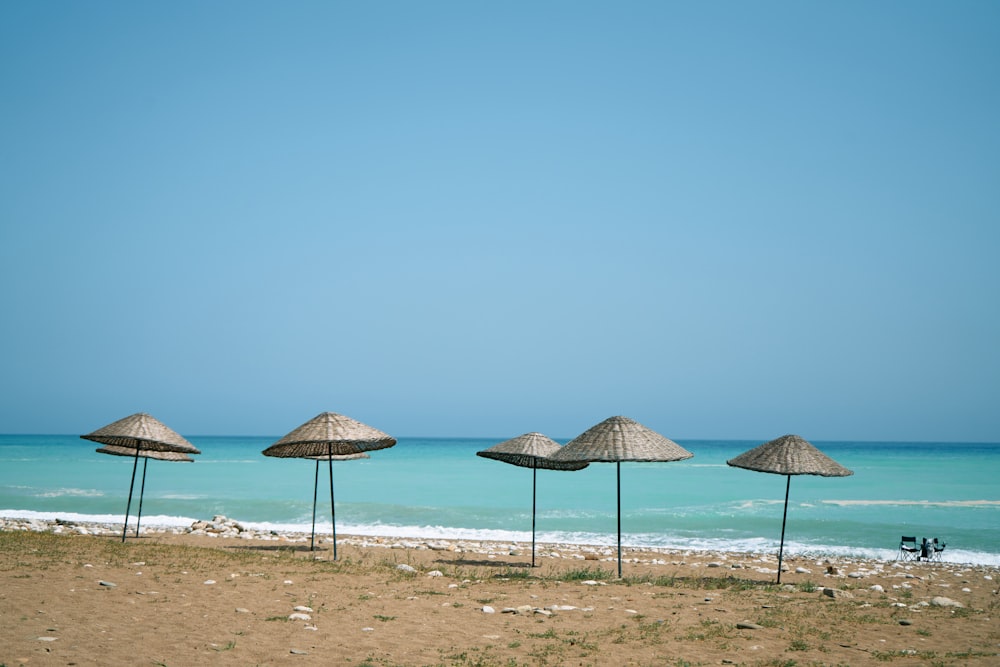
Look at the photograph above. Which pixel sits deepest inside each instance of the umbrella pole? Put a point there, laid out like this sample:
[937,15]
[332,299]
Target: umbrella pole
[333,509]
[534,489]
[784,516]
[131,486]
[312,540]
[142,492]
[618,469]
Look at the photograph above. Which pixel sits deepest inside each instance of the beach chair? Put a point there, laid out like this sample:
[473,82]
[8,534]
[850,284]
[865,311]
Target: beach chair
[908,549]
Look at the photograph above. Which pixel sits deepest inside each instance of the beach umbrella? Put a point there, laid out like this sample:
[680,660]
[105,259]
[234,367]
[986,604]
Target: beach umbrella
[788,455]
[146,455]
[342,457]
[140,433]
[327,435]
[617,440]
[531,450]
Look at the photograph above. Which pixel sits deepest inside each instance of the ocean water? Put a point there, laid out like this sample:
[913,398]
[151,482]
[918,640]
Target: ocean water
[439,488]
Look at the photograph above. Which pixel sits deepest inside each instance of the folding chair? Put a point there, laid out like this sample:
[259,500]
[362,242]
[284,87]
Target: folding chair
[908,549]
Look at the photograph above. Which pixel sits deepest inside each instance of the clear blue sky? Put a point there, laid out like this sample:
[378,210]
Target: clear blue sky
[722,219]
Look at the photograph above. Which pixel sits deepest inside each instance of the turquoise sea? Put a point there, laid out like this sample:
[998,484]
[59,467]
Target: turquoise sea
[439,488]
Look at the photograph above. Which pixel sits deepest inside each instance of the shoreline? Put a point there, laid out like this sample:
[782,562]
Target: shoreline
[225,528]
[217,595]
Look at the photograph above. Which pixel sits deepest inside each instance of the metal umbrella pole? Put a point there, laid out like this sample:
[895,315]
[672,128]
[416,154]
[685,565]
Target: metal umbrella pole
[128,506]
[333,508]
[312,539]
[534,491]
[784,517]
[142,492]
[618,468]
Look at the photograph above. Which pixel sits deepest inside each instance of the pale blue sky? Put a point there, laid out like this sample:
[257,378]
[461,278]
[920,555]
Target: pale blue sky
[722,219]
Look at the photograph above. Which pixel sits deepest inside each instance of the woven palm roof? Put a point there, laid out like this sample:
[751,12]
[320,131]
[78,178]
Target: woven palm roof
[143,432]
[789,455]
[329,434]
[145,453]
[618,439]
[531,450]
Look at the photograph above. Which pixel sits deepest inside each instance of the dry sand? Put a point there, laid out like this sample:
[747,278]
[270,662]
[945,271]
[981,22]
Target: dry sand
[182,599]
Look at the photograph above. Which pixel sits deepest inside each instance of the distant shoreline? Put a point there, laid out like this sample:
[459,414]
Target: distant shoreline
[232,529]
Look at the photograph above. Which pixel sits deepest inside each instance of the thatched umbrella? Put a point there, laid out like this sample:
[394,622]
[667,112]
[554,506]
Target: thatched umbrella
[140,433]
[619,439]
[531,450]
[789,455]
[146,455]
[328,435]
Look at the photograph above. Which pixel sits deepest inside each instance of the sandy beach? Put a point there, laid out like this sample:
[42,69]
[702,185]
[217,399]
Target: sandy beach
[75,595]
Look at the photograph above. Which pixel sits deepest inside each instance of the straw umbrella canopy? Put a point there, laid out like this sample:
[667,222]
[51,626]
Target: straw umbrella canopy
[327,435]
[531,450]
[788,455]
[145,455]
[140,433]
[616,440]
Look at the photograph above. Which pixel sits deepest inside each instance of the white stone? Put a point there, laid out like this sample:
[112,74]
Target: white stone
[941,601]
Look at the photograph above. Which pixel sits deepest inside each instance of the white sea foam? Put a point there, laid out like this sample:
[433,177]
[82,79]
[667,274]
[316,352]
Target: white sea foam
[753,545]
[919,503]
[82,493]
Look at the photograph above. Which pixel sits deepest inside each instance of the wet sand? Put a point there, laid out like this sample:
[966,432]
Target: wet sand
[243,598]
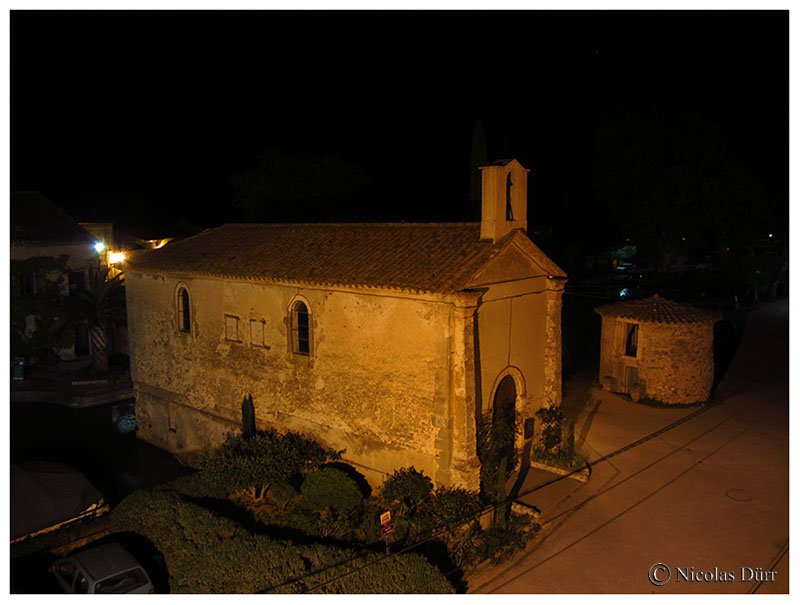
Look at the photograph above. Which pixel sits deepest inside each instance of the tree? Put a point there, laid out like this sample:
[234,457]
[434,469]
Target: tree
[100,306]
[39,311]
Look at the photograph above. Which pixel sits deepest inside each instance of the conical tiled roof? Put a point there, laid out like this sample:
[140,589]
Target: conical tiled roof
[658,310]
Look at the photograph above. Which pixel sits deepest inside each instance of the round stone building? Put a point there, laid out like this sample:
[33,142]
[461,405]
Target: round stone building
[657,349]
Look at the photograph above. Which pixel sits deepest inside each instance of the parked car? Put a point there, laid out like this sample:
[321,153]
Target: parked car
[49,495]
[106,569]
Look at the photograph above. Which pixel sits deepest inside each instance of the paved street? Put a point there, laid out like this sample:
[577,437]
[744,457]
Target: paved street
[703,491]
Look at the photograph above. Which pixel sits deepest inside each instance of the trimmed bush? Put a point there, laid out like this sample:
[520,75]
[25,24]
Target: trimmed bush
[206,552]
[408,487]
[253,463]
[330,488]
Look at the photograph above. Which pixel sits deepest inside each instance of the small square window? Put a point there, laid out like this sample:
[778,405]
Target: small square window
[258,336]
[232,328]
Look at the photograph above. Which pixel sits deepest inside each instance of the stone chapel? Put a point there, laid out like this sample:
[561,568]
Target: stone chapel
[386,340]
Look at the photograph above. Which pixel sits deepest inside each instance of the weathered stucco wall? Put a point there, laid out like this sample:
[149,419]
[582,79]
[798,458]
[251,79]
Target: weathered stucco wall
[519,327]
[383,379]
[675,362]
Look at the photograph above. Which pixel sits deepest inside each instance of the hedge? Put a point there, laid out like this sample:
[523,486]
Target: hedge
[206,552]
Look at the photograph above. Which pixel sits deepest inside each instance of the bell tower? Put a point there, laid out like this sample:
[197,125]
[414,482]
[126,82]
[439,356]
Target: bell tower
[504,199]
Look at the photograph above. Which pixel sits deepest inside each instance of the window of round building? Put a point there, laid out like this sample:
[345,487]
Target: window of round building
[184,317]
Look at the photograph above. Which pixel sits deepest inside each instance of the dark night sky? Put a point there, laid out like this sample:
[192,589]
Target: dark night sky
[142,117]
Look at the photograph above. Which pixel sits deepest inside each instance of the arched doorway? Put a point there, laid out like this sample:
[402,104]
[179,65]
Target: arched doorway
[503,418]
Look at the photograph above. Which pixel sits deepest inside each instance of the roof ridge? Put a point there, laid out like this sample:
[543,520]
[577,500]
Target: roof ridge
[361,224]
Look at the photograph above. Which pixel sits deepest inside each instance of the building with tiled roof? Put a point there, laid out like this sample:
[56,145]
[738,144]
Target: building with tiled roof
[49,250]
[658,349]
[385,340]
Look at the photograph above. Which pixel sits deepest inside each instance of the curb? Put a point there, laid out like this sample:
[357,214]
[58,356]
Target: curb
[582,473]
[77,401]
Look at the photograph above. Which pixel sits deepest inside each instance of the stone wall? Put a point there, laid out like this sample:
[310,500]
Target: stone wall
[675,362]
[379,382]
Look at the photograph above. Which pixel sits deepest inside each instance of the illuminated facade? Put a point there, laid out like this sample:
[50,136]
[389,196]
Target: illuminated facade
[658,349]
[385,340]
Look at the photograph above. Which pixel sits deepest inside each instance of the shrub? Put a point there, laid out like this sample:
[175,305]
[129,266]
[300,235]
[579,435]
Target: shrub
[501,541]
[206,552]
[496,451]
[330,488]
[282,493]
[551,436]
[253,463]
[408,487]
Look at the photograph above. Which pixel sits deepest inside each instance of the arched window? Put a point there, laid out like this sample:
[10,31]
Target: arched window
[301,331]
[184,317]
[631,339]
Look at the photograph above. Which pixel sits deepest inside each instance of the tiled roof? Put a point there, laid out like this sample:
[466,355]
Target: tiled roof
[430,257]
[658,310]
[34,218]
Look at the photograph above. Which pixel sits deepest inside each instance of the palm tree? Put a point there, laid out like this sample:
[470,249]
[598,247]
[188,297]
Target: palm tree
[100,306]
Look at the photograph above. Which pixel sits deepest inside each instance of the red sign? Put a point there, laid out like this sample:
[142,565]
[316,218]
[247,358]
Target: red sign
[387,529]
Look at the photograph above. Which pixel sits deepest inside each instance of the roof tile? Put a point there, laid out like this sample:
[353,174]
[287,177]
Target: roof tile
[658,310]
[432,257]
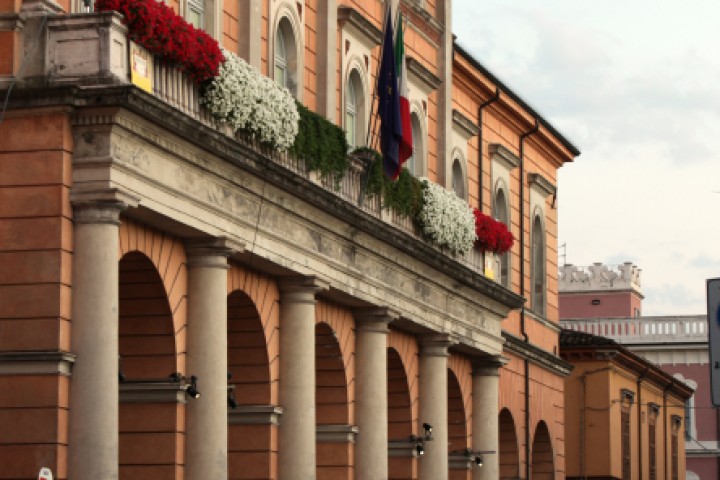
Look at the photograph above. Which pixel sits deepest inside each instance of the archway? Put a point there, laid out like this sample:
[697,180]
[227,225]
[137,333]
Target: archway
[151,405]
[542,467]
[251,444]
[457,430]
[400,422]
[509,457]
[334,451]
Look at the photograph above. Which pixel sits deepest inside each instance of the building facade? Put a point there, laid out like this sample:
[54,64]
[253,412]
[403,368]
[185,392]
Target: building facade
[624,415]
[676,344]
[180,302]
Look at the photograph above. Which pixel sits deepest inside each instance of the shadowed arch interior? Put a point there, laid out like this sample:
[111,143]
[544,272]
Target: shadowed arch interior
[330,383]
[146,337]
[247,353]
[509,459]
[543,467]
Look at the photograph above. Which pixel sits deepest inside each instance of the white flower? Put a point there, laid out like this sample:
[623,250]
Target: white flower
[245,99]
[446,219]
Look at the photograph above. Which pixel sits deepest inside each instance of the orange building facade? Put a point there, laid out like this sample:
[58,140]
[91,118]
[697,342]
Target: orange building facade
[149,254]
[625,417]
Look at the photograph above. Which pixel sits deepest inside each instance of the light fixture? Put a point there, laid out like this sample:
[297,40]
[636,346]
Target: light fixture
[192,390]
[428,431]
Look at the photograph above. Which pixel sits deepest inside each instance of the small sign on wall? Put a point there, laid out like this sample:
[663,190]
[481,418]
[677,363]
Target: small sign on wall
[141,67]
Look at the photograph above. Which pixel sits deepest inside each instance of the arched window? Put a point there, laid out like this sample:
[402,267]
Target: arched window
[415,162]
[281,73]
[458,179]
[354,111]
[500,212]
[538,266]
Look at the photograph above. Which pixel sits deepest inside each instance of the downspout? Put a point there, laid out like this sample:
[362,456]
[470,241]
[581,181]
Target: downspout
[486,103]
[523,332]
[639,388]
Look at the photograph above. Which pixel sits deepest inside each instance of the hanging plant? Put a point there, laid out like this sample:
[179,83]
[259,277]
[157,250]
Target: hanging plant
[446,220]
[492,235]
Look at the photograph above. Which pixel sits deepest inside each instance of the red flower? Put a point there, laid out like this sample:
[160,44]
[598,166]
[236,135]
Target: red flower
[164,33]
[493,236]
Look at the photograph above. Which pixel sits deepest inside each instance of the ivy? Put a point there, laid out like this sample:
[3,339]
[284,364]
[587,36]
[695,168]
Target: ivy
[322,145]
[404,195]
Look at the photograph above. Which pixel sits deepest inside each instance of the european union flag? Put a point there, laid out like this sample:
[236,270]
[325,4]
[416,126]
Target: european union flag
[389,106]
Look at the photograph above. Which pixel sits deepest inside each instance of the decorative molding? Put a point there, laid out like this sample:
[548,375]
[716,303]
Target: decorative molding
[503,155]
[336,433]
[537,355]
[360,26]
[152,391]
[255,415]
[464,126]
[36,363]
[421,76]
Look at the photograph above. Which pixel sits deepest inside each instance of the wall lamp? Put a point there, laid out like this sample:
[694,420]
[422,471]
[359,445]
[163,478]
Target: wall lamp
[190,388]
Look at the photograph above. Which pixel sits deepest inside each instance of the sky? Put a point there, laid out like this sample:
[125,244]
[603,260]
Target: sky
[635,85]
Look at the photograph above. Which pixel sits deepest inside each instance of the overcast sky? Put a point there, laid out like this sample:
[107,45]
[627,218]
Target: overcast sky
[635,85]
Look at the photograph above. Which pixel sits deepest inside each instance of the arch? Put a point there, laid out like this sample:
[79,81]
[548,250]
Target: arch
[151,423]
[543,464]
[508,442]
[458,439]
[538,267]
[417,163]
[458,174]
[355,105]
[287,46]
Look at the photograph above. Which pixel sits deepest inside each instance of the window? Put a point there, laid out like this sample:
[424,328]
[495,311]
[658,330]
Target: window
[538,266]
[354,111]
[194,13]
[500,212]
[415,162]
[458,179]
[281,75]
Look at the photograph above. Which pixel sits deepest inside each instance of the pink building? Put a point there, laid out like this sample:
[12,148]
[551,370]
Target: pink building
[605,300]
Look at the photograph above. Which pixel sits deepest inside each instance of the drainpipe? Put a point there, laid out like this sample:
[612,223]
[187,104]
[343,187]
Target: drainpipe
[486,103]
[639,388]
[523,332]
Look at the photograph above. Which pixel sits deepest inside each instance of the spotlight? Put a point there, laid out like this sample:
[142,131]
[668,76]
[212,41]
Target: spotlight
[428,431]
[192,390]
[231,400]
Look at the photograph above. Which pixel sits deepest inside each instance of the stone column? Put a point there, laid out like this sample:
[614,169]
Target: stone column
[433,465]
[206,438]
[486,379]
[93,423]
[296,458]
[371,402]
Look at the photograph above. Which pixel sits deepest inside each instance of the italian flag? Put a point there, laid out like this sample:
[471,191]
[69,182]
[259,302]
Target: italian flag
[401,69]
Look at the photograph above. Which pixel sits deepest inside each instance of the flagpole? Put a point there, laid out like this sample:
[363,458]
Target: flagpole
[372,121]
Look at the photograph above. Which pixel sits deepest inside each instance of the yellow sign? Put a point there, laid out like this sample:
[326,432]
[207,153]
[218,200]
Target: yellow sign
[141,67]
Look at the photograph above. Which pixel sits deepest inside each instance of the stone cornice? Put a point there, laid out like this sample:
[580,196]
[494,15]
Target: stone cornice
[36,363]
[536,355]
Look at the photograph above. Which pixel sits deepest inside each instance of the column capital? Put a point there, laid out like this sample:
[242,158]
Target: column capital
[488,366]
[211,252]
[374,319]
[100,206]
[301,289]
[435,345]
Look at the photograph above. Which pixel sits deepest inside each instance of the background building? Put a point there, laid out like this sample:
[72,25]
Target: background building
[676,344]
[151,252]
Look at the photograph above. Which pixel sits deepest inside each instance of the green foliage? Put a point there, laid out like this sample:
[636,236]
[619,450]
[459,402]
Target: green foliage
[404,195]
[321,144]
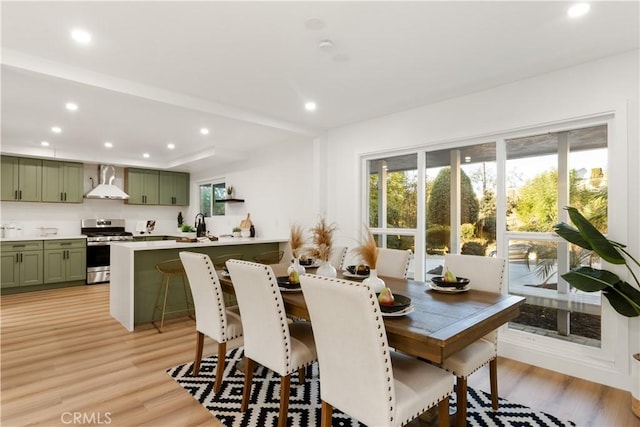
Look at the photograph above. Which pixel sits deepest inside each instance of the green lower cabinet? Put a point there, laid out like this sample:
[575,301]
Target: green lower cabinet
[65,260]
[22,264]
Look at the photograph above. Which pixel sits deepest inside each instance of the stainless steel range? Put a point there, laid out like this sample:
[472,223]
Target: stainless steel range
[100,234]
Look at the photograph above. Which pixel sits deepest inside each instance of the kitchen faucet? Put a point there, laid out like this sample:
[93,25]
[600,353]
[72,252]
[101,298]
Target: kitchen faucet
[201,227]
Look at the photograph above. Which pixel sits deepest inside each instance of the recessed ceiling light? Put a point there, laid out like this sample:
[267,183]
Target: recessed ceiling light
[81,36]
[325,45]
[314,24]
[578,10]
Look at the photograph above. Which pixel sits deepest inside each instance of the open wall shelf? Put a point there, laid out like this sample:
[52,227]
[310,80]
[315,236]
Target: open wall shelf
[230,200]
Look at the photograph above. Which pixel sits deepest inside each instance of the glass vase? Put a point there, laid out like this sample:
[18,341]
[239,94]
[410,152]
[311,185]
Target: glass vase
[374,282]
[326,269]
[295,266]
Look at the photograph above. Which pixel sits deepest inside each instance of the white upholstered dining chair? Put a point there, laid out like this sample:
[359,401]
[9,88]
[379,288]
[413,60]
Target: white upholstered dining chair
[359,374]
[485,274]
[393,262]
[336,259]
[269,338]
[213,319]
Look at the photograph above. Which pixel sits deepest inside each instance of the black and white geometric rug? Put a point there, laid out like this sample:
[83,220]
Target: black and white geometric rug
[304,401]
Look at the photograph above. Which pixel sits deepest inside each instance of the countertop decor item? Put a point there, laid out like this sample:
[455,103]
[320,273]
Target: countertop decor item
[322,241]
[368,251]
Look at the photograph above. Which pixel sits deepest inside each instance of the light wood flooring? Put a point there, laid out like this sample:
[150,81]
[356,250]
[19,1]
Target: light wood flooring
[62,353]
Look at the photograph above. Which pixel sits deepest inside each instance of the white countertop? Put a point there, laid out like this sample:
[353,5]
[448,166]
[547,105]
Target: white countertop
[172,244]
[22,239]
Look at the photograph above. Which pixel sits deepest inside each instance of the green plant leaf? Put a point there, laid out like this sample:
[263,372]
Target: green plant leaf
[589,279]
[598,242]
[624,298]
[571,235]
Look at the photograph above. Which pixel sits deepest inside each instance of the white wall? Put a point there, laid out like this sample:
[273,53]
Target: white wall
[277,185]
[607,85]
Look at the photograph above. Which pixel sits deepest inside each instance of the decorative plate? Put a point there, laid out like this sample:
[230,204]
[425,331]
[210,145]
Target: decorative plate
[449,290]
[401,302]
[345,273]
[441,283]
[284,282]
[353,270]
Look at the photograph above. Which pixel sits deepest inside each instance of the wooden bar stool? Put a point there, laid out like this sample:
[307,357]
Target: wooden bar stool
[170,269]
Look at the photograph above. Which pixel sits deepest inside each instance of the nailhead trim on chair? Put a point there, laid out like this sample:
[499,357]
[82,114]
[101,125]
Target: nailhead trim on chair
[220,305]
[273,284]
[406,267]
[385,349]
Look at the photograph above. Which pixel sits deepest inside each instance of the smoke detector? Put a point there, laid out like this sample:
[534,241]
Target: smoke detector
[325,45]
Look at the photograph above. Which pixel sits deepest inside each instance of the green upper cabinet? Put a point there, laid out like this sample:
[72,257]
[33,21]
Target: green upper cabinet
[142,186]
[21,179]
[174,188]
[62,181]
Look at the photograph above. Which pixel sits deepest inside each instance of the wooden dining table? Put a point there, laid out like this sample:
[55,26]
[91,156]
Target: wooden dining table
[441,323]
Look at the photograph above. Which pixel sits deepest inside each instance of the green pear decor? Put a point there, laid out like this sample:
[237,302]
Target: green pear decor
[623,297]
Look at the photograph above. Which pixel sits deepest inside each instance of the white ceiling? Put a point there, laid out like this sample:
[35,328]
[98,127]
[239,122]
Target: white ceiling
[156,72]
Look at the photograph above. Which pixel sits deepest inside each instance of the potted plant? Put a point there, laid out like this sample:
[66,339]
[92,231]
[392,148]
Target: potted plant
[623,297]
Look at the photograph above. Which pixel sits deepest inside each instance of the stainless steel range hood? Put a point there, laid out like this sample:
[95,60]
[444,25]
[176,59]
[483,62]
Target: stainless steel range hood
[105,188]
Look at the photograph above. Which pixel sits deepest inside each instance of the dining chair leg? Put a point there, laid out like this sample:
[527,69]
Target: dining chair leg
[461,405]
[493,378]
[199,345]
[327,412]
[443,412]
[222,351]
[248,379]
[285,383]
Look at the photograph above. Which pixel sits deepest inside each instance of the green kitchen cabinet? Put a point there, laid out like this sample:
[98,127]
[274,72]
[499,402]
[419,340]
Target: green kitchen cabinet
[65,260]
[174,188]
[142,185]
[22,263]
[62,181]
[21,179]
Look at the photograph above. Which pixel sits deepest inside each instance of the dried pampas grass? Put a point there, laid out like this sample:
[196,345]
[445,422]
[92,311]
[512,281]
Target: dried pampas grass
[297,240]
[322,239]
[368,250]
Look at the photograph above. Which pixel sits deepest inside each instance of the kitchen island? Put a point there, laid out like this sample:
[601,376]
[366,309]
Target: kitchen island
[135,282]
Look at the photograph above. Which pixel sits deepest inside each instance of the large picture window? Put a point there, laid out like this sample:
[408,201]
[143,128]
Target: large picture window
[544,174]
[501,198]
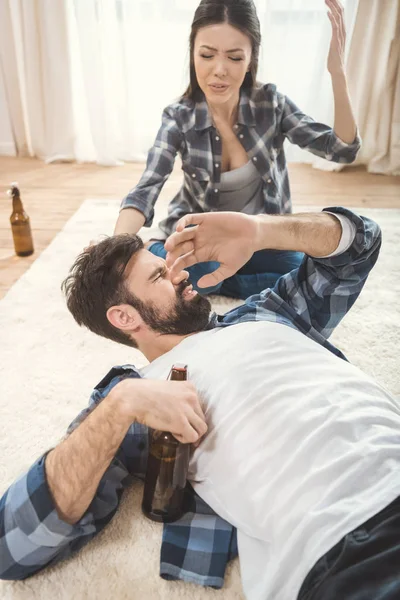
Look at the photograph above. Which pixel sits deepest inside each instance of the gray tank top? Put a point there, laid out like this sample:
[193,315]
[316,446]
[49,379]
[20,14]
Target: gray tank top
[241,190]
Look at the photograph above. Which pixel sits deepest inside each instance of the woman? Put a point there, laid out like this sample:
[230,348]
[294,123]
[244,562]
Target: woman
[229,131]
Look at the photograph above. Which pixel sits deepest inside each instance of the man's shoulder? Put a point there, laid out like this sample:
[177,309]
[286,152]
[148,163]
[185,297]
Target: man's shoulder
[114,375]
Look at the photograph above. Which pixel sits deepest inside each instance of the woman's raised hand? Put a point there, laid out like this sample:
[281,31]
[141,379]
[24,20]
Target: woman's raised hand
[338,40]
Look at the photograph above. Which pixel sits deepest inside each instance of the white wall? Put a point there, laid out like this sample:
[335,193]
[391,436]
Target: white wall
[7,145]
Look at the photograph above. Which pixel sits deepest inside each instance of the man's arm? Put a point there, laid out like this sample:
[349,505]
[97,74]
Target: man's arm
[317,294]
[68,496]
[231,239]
● ● ● ●
Copy out everything from the line containing "of the woman's" down to the last line of the material, with both ends included and nothing changed.

Complete response:
Look at the photograph above. Which pixel sits deepest inside each instance of the woman's raised hand? Put a point there, laid out like this sample:
[281,31]
[141,379]
[24,20]
Target: woman's raised hand
[338,40]
Look at the photograph above. Which pixel sits deepest inside each instance of the white wall? Put a point there, laid out like this sample:
[335,193]
[391,436]
Target: white wall
[7,145]
Look at the photograph above. Which pixel sits deepest inside each instance of the man's arm? Put a point there, laid out like this sample:
[349,505]
[97,74]
Target: man's arm
[317,294]
[68,496]
[231,239]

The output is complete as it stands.